### Supplied data
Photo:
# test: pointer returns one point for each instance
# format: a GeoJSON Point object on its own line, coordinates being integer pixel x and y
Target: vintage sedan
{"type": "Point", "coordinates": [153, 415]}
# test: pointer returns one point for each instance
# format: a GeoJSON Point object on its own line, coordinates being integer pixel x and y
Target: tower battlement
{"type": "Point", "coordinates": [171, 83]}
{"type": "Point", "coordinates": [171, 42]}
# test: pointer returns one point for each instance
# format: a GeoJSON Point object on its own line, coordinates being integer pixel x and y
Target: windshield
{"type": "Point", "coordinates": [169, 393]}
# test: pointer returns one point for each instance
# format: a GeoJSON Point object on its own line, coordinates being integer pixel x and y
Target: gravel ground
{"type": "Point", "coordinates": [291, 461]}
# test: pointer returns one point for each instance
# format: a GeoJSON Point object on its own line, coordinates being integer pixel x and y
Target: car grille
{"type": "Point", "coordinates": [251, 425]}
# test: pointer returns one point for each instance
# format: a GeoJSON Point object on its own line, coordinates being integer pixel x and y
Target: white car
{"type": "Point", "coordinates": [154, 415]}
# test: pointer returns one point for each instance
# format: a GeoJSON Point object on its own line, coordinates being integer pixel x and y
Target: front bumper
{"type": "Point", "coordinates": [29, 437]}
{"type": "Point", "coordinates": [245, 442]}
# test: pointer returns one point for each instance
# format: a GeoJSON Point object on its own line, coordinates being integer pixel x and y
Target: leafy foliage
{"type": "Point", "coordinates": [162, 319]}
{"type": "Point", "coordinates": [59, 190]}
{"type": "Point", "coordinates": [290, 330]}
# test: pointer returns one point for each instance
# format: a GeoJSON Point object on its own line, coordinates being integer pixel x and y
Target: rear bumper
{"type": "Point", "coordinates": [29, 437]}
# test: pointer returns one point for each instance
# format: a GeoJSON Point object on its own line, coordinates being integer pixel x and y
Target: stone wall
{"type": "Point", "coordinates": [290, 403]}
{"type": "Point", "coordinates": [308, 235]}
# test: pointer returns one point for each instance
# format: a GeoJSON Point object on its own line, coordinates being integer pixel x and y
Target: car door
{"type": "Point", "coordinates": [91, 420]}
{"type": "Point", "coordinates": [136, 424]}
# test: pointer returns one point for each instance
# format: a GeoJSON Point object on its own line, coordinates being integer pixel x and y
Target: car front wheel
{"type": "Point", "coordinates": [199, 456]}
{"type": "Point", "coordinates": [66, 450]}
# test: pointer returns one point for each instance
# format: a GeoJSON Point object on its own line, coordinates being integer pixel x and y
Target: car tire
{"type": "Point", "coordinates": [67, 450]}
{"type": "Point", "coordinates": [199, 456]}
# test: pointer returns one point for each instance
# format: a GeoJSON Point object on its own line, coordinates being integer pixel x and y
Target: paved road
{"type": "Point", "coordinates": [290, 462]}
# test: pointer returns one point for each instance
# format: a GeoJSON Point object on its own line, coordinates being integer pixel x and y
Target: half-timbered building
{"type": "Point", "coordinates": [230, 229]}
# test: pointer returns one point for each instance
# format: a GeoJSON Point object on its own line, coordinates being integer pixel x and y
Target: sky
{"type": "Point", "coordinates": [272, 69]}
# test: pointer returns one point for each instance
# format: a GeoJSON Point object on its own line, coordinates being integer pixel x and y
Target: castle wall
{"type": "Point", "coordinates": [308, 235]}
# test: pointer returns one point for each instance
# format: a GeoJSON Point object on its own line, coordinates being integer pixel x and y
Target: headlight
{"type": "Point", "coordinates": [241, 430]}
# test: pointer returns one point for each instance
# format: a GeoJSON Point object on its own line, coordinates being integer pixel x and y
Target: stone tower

### Task to complete
Output the entire listing above, character for character.

### Final answer
Photo:
# test: pointer returns one point for each instance
# format: a GeoJSON Point object on its own line, coordinates being integer pixel x and y
Target: vintage sedan
{"type": "Point", "coordinates": [153, 415]}
# test: pointer returns one point for each instance
# format: a GeoJSON Point object on its own line, coordinates being integer pixel x and y
Target: tower battlement
{"type": "Point", "coordinates": [171, 83]}
{"type": "Point", "coordinates": [171, 42]}
# test: pointer returns one point for each instance
# format: a GeoJSON Point object on its own line, coordinates being integer pixel x and y
Target: windshield
{"type": "Point", "coordinates": [169, 393]}
# test: pointer returns one point for each instance
# format: a GeoJSON Point object on its own line, coordinates being integer pixel x and y
Target: gravel ground
{"type": "Point", "coordinates": [291, 461]}
# test: pointer returns one point for each instance
# format: a GeoJSON Point object on its own line, coordinates being integer pixel x and y
Target: car grille
{"type": "Point", "coordinates": [251, 425]}
# test: pointer returns one point for each instance
# format: a GeoJSON Point object on its own line, coordinates being integer pixel x and y
Target: white car
{"type": "Point", "coordinates": [154, 415]}
# test: pointer returns one point for each instance
# format: a GeoJSON Point object on its own line, coordinates being integer pixel x and y
Target: front bumper
{"type": "Point", "coordinates": [29, 437]}
{"type": "Point", "coordinates": [245, 442]}
# test: pointer returns one point for each instance
# format: a GeoJSON Point object on its own line, coordinates being integer pixel x and y
Target: leafy foliage
{"type": "Point", "coordinates": [162, 319]}
{"type": "Point", "coordinates": [59, 190]}
{"type": "Point", "coordinates": [290, 330]}
# test: pointer returns one point for each instance
# format: a GeoJSON Point object on its own line, coordinates being integer pixel x and y
Target: rear bumper
{"type": "Point", "coordinates": [29, 437]}
# test: pointer returns one point for each instance
# format: a GeoJSON Point object on its own line, coordinates being integer pixel x and y
Target: stone wall
{"type": "Point", "coordinates": [290, 403]}
{"type": "Point", "coordinates": [308, 235]}
# test: pointer returns one point for each instance
# format: a GeoJSON Point object on its own line, coordinates being integer pixel x and y
Target: car door
{"type": "Point", "coordinates": [91, 420]}
{"type": "Point", "coordinates": [136, 424]}
# test: pointer returns one point for each instance
# format: a GeoJSON Point object on its own line, coordinates being integer pixel x and y
Target: car front wheel
{"type": "Point", "coordinates": [199, 456]}
{"type": "Point", "coordinates": [66, 450]}
# test: pointer returns one point for each instance
# format: a GeoJSON Point object on its own line, coordinates being integer pixel x and y
Target: car tire
{"type": "Point", "coordinates": [67, 450]}
{"type": "Point", "coordinates": [199, 456]}
# test: pointer returns one point for each instance
# format: a GeoJSON Point object on its own line, coordinates being integer pixel x and y
Target: paved road
{"type": "Point", "coordinates": [290, 462]}
# test: pointer returns one point for each instance
# format: a GeoJSON Point object on its own line, coordinates being integer pixel x and y
Target: half-timbered building
{"type": "Point", "coordinates": [230, 229]}
# test: pointer returns one point for each instance
# format: a GeoJSON Point object on its own line, coordinates being integer pixel x and y
Target: sky
{"type": "Point", "coordinates": [272, 69]}
# test: pointer returns one point for each instance
# format: a GeoJSON Point object on its own line, coordinates being integer pixel x and y
Target: castle wall
{"type": "Point", "coordinates": [308, 235]}
# test: pointer returns one point for each instance
# format: a GeoJSON Point object on its own line, coordinates being integer pixel x and y
Target: headlight
{"type": "Point", "coordinates": [241, 430]}
# test: pointer returns one point for each instance
# format: a GeoJSON Point object on its own line, coordinates being integer pixel x and y
Target: stone tower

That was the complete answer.